» Material provided

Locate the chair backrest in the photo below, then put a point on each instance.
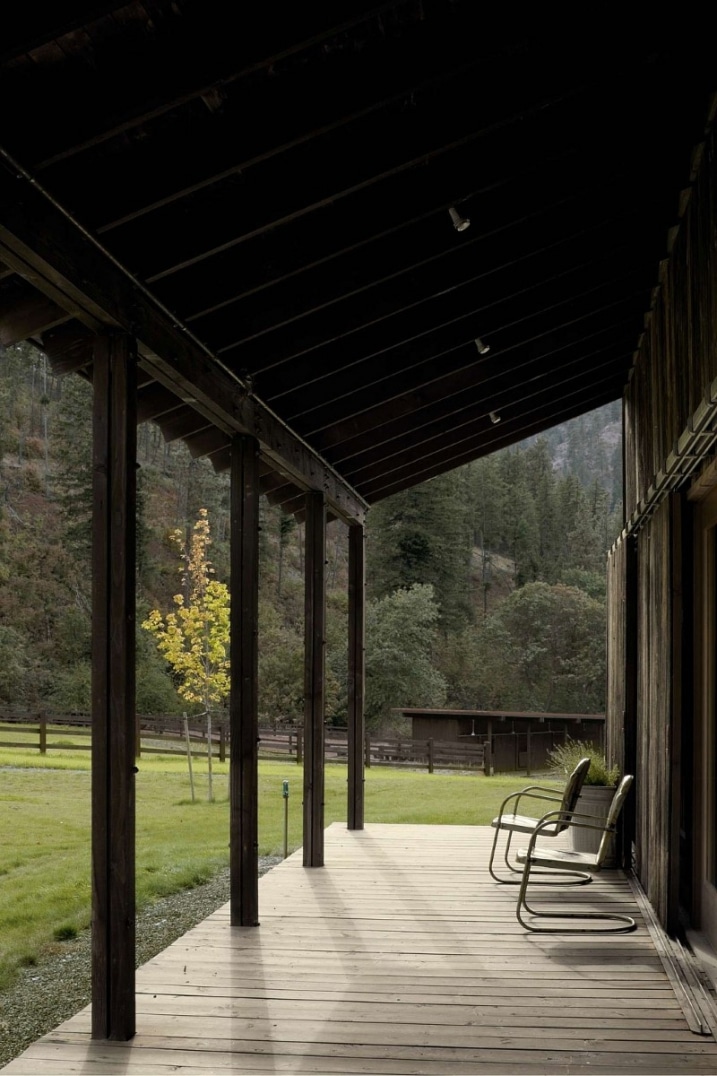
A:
(613, 813)
(575, 782)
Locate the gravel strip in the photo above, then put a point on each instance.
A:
(59, 985)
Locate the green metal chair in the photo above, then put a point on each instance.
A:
(514, 822)
(560, 860)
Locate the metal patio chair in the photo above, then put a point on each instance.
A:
(562, 860)
(514, 822)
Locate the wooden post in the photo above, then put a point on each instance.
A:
(356, 722)
(114, 434)
(313, 679)
(243, 706)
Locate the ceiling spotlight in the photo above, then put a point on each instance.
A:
(460, 223)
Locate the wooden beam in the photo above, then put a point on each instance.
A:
(505, 398)
(356, 665)
(191, 59)
(46, 246)
(206, 442)
(393, 362)
(314, 680)
(69, 348)
(511, 433)
(113, 688)
(450, 400)
(243, 698)
(363, 82)
(154, 400)
(25, 312)
(483, 265)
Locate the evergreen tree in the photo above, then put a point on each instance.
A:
(424, 535)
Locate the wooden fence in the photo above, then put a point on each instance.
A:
(166, 735)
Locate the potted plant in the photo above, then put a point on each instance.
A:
(596, 794)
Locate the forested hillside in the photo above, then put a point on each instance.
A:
(486, 585)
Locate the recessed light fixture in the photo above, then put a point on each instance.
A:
(460, 223)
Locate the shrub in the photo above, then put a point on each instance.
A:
(564, 758)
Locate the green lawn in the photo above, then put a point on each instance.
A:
(44, 854)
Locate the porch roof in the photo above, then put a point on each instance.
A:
(399, 954)
(261, 195)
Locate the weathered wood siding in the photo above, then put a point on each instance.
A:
(616, 702)
(676, 360)
(654, 710)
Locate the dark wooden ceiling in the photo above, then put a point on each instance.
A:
(262, 194)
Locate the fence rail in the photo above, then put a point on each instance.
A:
(166, 735)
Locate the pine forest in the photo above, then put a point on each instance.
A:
(486, 585)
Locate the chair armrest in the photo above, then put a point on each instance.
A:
(551, 795)
(574, 818)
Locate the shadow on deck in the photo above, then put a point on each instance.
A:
(401, 956)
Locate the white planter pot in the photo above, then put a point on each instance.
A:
(593, 800)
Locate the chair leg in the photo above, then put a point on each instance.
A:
(626, 922)
(566, 877)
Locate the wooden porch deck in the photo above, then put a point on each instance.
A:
(401, 956)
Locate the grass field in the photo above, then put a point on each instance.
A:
(44, 854)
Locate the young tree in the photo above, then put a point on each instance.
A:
(401, 633)
(195, 638)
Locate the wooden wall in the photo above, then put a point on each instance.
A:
(676, 360)
(616, 701)
(654, 710)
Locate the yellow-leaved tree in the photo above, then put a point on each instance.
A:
(195, 637)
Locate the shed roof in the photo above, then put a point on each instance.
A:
(262, 195)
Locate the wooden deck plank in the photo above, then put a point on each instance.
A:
(401, 956)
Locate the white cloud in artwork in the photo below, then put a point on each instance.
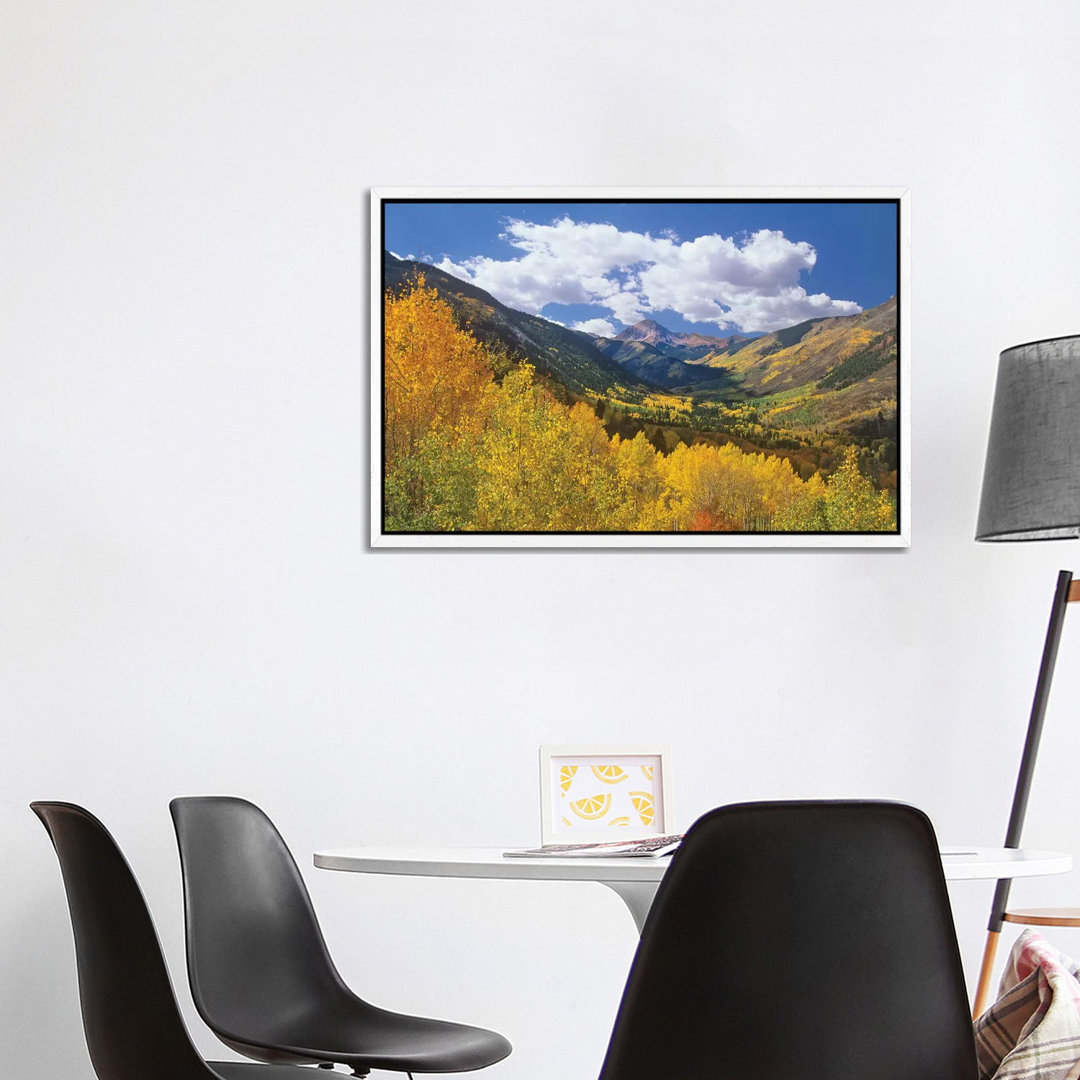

» Written instruction
Find every line above that contains the word "roof" and copy each of those lines out in full.

» Solution below
Locate the porch roof in the photo above, then put a point on each instance.
Locate the shed roof in the photo above, then put a point on each instance.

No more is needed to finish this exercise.